## Start
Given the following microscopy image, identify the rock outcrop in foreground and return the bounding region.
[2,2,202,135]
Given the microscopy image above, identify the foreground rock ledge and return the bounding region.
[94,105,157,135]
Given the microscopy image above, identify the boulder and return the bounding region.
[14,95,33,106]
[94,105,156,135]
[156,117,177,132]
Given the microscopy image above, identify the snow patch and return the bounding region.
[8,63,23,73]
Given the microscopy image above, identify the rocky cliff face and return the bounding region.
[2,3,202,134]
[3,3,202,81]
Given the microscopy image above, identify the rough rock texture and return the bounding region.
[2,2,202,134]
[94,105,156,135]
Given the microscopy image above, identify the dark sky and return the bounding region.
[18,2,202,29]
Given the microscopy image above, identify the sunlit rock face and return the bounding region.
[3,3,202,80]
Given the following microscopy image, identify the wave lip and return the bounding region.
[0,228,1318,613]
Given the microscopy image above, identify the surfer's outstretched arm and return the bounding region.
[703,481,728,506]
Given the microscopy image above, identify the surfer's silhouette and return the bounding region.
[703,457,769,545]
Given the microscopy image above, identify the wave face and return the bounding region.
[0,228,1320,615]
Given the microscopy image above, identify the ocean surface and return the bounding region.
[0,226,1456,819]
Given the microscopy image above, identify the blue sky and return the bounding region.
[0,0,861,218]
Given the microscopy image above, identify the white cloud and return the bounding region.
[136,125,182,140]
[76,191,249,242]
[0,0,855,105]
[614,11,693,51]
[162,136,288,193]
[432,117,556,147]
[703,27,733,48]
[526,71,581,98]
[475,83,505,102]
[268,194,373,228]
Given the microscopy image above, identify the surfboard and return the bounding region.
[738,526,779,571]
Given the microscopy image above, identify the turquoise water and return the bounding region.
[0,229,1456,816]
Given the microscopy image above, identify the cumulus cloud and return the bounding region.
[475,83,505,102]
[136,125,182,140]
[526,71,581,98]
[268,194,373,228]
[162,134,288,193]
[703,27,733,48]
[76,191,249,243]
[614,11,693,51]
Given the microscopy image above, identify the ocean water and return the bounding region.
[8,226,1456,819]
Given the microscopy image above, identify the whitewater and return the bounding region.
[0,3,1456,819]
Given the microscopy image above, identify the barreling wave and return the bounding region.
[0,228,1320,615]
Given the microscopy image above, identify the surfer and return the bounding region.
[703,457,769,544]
## End
Exercise goal
Quote all of the entries above verbatim, without changing any wording or punctuation.

Final result
Given the following microscopy image, identify the rock outcrop in foreground and return the bounding region.
[2,2,202,135]
Given the microscopy image above, identify the foreground rock ledge and return the bounding region.
[94,105,157,135]
Given the microscopy image above, identify the boulder and return the bounding region.
[14,95,33,106]
[94,105,156,135]
[156,117,177,132]
Given the microscopy image above, identify the snow patch and return the bounding region.
[8,63,23,73]
Given the microscopy image above, identify the rocky cliff face and return the bounding region.
[2,3,202,134]
[3,3,202,81]
Given the microscopy image above, identify the rough rock texture and return the bounding region.
[2,2,202,134]
[94,105,156,135]
Given the microscopy image above, identify the dark sky and return the bounding region.
[18,2,202,29]
Given the microscopy image above, identify the sunlit rock face and return the bounding region.
[3,3,202,80]
Given the following microscopy image, identify the wave lip and return the bounding region.
[0,228,1318,613]
Given the microscopy image above, identify the surfer's outstretched arm and return the bounding region.
[703,481,728,506]
Given the microscopy image above, identify the surfer's silhouette and return the bounding region.
[703,457,769,545]
Given the microscopy image above, identify the wave face and return the bounding region.
[0,228,1320,615]
Given the microscopy image above, identify the ocean surface and return the bounding region.
[0,226,1456,819]
Given the microscopy image above, identify the blue sky and return the bounding region.
[0,0,861,218]
Given the microscopy image above, identify the white cloud and return the bounding region.
[136,125,182,140]
[76,191,249,242]
[0,0,855,105]
[614,11,693,51]
[162,136,288,193]
[432,117,556,147]
[703,27,733,48]
[526,71,581,98]
[475,83,505,102]
[268,194,373,228]
Given the microscopy image above, identify the surfboard and return the bounding region.
[738,526,779,571]
Given the microscopy image above, identify the turquoise water and return the bounding region.
[0,229,1456,816]
Given the microscopy image above, identify the cumulus cloud and return the bounding region.
[475,83,505,102]
[136,125,182,140]
[526,71,581,98]
[268,194,373,228]
[162,134,288,193]
[703,27,733,48]
[76,191,249,243]
[614,11,693,51]
Given the microscopy image above, identify the ocean water and return the bounding region.
[8,226,1456,819]
Given the microscopy image above, identify the whitewater and return the bounding region.
[0,3,1456,819]
Given the microscopy image above, identify the barreling wave and return the bounding region.
[0,228,1320,615]
Given the microscopy image above, identify the surfer and return the bounding region.
[703,457,769,544]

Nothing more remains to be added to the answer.